■ **Work required**
Rewrite all of the records below, replacing "Submission" with "Result" and keeping everything else the same. Do not include the pictures in your answer.

■ **Records for this exercise**
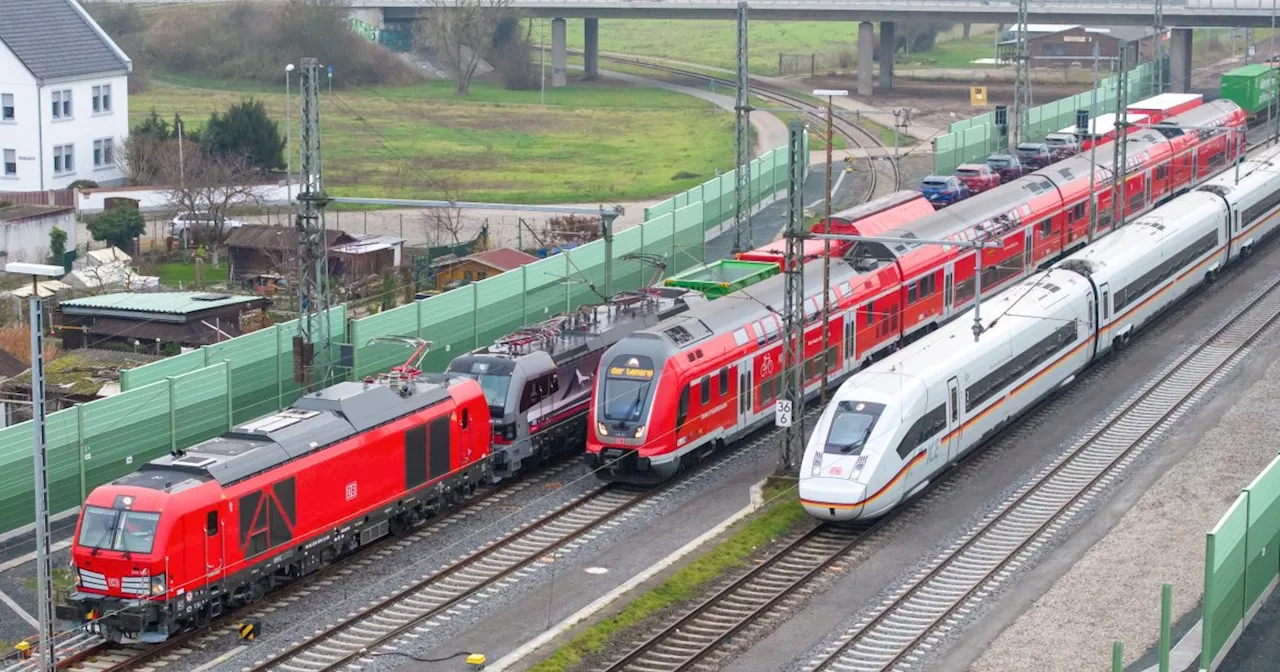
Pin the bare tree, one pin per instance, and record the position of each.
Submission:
(444, 225)
(145, 159)
(461, 35)
(213, 186)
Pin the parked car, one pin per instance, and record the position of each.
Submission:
(978, 177)
(182, 222)
(1034, 155)
(944, 190)
(1063, 145)
(1006, 165)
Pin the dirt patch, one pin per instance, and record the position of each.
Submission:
(937, 104)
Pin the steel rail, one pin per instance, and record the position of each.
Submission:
(449, 586)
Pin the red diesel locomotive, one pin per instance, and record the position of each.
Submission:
(670, 394)
(219, 525)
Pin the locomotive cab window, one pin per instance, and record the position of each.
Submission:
(851, 426)
(627, 383)
(127, 531)
(682, 408)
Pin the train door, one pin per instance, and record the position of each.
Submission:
(213, 544)
(951, 439)
(947, 284)
(1104, 314)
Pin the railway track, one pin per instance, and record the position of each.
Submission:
(850, 131)
(78, 649)
(695, 638)
(497, 565)
(906, 626)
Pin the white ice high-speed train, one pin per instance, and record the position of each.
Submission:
(897, 424)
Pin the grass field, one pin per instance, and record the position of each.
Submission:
(589, 142)
(176, 272)
(714, 42)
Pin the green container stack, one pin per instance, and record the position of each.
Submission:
(1252, 87)
(723, 277)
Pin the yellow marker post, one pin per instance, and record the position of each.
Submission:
(978, 96)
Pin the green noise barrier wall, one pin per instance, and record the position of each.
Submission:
(184, 400)
(1242, 563)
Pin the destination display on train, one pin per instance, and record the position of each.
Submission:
(632, 368)
(627, 371)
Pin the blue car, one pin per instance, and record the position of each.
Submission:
(944, 190)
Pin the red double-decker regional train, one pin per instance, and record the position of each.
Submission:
(193, 534)
(668, 396)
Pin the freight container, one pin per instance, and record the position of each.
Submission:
(1252, 87)
(723, 277)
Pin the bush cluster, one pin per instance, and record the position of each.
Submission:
(248, 41)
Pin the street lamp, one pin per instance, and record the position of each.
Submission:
(44, 570)
(826, 245)
(288, 136)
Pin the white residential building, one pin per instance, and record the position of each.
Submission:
(64, 101)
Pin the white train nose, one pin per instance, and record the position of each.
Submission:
(832, 499)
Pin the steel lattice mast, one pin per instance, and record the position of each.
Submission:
(311, 346)
(1022, 78)
(792, 306)
(1159, 49)
(743, 144)
(1119, 159)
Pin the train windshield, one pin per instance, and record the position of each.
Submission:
(851, 426)
(128, 531)
(626, 388)
(493, 376)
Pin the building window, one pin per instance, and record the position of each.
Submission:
(104, 152)
(101, 99)
(63, 104)
(64, 159)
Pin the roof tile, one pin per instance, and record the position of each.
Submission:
(55, 39)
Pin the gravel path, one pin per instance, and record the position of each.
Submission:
(1112, 592)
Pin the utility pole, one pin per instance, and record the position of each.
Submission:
(826, 245)
(743, 144)
(1159, 49)
(1119, 163)
(311, 346)
(1093, 149)
(1274, 108)
(790, 406)
(1022, 78)
(44, 562)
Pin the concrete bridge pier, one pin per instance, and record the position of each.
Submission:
(886, 54)
(590, 49)
(865, 56)
(558, 42)
(1180, 60)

■ **Full response**
Pin the bare tree, one pin per instance, and record the position of each.
Result:
(444, 225)
(145, 159)
(461, 35)
(213, 186)
Pin the parked car, one pin per instance, and record the position of each.
Result:
(978, 177)
(182, 222)
(1034, 155)
(944, 190)
(1063, 145)
(1006, 165)
Pin the dirt patch, one pin per instance, and record the position of each.
Result:
(937, 104)
Pin the steel rail, one pin per instance, and record the position of each.
Result:
(449, 586)
Pin the red diesel locomotive, one pin per instance, and record the position of each.
Result:
(670, 394)
(219, 525)
Pin the locomotive cab window, one pin per instance, and record the position of each.
Result:
(851, 426)
(627, 383)
(127, 531)
(682, 408)
Pin the train door, one pin per instance, and record the position of each.
Result:
(213, 544)
(951, 439)
(947, 284)
(1104, 314)
Pin the railway track, one pin per instance, and record the position of each.
Result:
(850, 131)
(78, 649)
(695, 638)
(497, 565)
(906, 626)
Pin the white ice high-speed train, one pin per instance, and record the position of each.
Result:
(897, 424)
Pin the grass field, one pin per instance, and record the position of each.
Result:
(589, 142)
(176, 272)
(714, 42)
Pin the green container stack, one pin per instance, and record the position of each.
Result:
(1252, 87)
(723, 277)
Pin the yellow marker post, one pin per instance, and record the position of each.
Result:
(978, 96)
Pin the green noise barrier wall, one pin per instance, and record the position of each.
Result:
(184, 400)
(1242, 563)
Pin the destination display on train, one pin per instance, and record the position of each.
Result:
(632, 368)
(627, 371)
Pin the blue car, one pin per instance, and record the position of each.
Result:
(944, 190)
Pin the red double-decker regional train, one pin per instance, and record the position of each.
Result:
(193, 534)
(668, 396)
Pin the freight container, one pin per instance, and record the position of each.
Result:
(1252, 87)
(723, 277)
Pin the bush cluster, one pin per instance, and record the position of each.
Result:
(248, 41)
Pin the street lamp, one pin per instance, and record the position of each.
Result:
(44, 570)
(826, 245)
(288, 136)
Pin the white residential building, one pin per instance, and record the position of each.
Result:
(64, 101)
Pin the white train nose, one pin per instance, and record the position of each.
Result:
(832, 499)
Pin the steel lattice mast, one pin per instance, and record the position of each.
Result:
(311, 346)
(1022, 78)
(792, 306)
(1159, 49)
(743, 144)
(1119, 159)
Pin the train windshield, one pin per instance, and record the position of each.
Result:
(851, 426)
(128, 531)
(626, 388)
(493, 376)
Pin the building window, one pin per instance, and record the position of each.
Result:
(104, 152)
(101, 99)
(63, 104)
(64, 159)
Pin the roof tile, one pin per instance, and record the position of each.
Result:
(55, 39)
Pin the gravel path, one pin per instance, and record the position of each.
Result:
(1112, 592)
Pin the utility pole, one pin per instance, and record the position of each.
Result:
(826, 245)
(743, 144)
(1159, 49)
(1119, 163)
(311, 346)
(1093, 149)
(1274, 108)
(790, 406)
(1022, 78)
(44, 562)
Pin the concrete bridge pier, one pin per instance, and record the position of each.
Result:
(886, 54)
(590, 49)
(865, 56)
(558, 42)
(1180, 60)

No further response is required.